| WHAT TO WORK ON |
Copy every one of the records below verbatim, line for line.

-- start of RECORDED INFORMATION --

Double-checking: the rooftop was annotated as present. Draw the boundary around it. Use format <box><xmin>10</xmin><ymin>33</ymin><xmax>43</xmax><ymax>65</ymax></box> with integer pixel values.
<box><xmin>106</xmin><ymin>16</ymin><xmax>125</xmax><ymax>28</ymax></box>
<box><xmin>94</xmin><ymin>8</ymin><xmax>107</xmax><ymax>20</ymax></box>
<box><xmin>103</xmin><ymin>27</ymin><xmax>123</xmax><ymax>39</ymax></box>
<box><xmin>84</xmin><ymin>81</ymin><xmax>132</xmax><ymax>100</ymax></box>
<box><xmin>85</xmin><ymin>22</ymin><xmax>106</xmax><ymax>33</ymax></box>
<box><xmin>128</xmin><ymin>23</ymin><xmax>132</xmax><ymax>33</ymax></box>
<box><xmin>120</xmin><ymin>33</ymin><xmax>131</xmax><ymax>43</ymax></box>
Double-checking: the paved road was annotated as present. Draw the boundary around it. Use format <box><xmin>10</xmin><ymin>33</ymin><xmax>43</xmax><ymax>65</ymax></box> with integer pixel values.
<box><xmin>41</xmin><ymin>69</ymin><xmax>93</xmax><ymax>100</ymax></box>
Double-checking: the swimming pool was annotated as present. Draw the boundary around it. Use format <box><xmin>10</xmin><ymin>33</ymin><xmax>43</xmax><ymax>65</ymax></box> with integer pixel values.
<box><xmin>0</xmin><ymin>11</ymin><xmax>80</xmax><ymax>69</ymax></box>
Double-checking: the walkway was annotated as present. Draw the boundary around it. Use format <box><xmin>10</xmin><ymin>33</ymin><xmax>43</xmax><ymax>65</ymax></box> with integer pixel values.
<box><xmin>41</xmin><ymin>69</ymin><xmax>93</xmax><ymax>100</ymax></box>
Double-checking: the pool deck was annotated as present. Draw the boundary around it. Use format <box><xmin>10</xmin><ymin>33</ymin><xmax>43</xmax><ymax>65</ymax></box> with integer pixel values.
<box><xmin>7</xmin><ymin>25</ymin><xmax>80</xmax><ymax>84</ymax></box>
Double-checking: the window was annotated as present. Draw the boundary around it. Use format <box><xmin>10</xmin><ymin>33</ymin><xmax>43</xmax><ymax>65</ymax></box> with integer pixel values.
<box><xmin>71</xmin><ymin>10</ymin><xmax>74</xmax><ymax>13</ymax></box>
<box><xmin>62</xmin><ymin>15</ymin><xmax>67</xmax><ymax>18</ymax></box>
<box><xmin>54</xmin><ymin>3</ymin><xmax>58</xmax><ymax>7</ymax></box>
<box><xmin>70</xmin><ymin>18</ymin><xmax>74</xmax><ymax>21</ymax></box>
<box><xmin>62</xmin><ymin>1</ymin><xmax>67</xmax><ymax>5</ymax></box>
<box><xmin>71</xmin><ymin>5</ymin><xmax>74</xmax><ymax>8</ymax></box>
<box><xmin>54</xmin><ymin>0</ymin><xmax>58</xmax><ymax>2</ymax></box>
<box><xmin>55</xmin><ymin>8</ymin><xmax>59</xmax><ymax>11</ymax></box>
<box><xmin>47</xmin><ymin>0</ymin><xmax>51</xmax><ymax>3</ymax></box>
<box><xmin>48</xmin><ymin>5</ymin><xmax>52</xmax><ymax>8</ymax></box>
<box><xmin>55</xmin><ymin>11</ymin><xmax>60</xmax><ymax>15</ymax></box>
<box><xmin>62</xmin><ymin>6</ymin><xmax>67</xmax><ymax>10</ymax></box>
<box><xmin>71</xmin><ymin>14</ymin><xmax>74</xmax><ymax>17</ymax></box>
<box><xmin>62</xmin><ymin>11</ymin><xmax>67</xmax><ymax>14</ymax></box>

-- end of RECORDED INFORMATION --

| FULL SOLUTION |
Double-checking: the rooftop was annotated as present. Draw the boundary around it. Use format <box><xmin>10</xmin><ymin>33</ymin><xmax>43</xmax><ymax>65</ymax></box> with integer pixel values.
<box><xmin>106</xmin><ymin>16</ymin><xmax>125</xmax><ymax>28</ymax></box>
<box><xmin>94</xmin><ymin>8</ymin><xmax>107</xmax><ymax>20</ymax></box>
<box><xmin>103</xmin><ymin>27</ymin><xmax>123</xmax><ymax>39</ymax></box>
<box><xmin>84</xmin><ymin>81</ymin><xmax>132</xmax><ymax>100</ymax></box>
<box><xmin>85</xmin><ymin>22</ymin><xmax>106</xmax><ymax>33</ymax></box>
<box><xmin>128</xmin><ymin>23</ymin><xmax>132</xmax><ymax>33</ymax></box>
<box><xmin>120</xmin><ymin>33</ymin><xmax>131</xmax><ymax>43</ymax></box>
Double-checking: the paved road was annotated as present. Draw the boundary around it. Use format <box><xmin>10</xmin><ymin>33</ymin><xmax>43</xmax><ymax>65</ymax></box> with integer pixel values.
<box><xmin>41</xmin><ymin>69</ymin><xmax>93</xmax><ymax>100</ymax></box>
Double-checking: the swimming pool was annotated as present. Draw the boundary around it. Use format <box><xmin>10</xmin><ymin>33</ymin><xmax>43</xmax><ymax>65</ymax></box> with integer pixel values.
<box><xmin>0</xmin><ymin>11</ymin><xmax>80</xmax><ymax>69</ymax></box>
Double-checking: the walkway was annotated as present. Draw the boundary around it. Use format <box><xmin>10</xmin><ymin>33</ymin><xmax>43</xmax><ymax>65</ymax></box> with integer pixel values.
<box><xmin>41</xmin><ymin>69</ymin><xmax>93</xmax><ymax>100</ymax></box>
Double-checking: the pool deck was annotated as present. Draw the boundary around it. Use format <box><xmin>10</xmin><ymin>33</ymin><xmax>43</xmax><ymax>65</ymax></box> with integer pixel values.
<box><xmin>7</xmin><ymin>25</ymin><xmax>80</xmax><ymax>84</ymax></box>
Double-checking: the window was annotated as present. Draw the boundary around it. Use format <box><xmin>10</xmin><ymin>33</ymin><xmax>43</xmax><ymax>65</ymax></box> with integer pixel values.
<box><xmin>71</xmin><ymin>10</ymin><xmax>74</xmax><ymax>13</ymax></box>
<box><xmin>62</xmin><ymin>15</ymin><xmax>67</xmax><ymax>18</ymax></box>
<box><xmin>54</xmin><ymin>3</ymin><xmax>58</xmax><ymax>7</ymax></box>
<box><xmin>70</xmin><ymin>18</ymin><xmax>74</xmax><ymax>21</ymax></box>
<box><xmin>62</xmin><ymin>1</ymin><xmax>67</xmax><ymax>5</ymax></box>
<box><xmin>71</xmin><ymin>5</ymin><xmax>74</xmax><ymax>8</ymax></box>
<box><xmin>54</xmin><ymin>0</ymin><xmax>58</xmax><ymax>2</ymax></box>
<box><xmin>55</xmin><ymin>8</ymin><xmax>59</xmax><ymax>11</ymax></box>
<box><xmin>47</xmin><ymin>0</ymin><xmax>51</xmax><ymax>3</ymax></box>
<box><xmin>48</xmin><ymin>5</ymin><xmax>52</xmax><ymax>8</ymax></box>
<box><xmin>55</xmin><ymin>11</ymin><xmax>60</xmax><ymax>15</ymax></box>
<box><xmin>62</xmin><ymin>6</ymin><xmax>67</xmax><ymax>10</ymax></box>
<box><xmin>71</xmin><ymin>14</ymin><xmax>74</xmax><ymax>17</ymax></box>
<box><xmin>62</xmin><ymin>11</ymin><xmax>67</xmax><ymax>14</ymax></box>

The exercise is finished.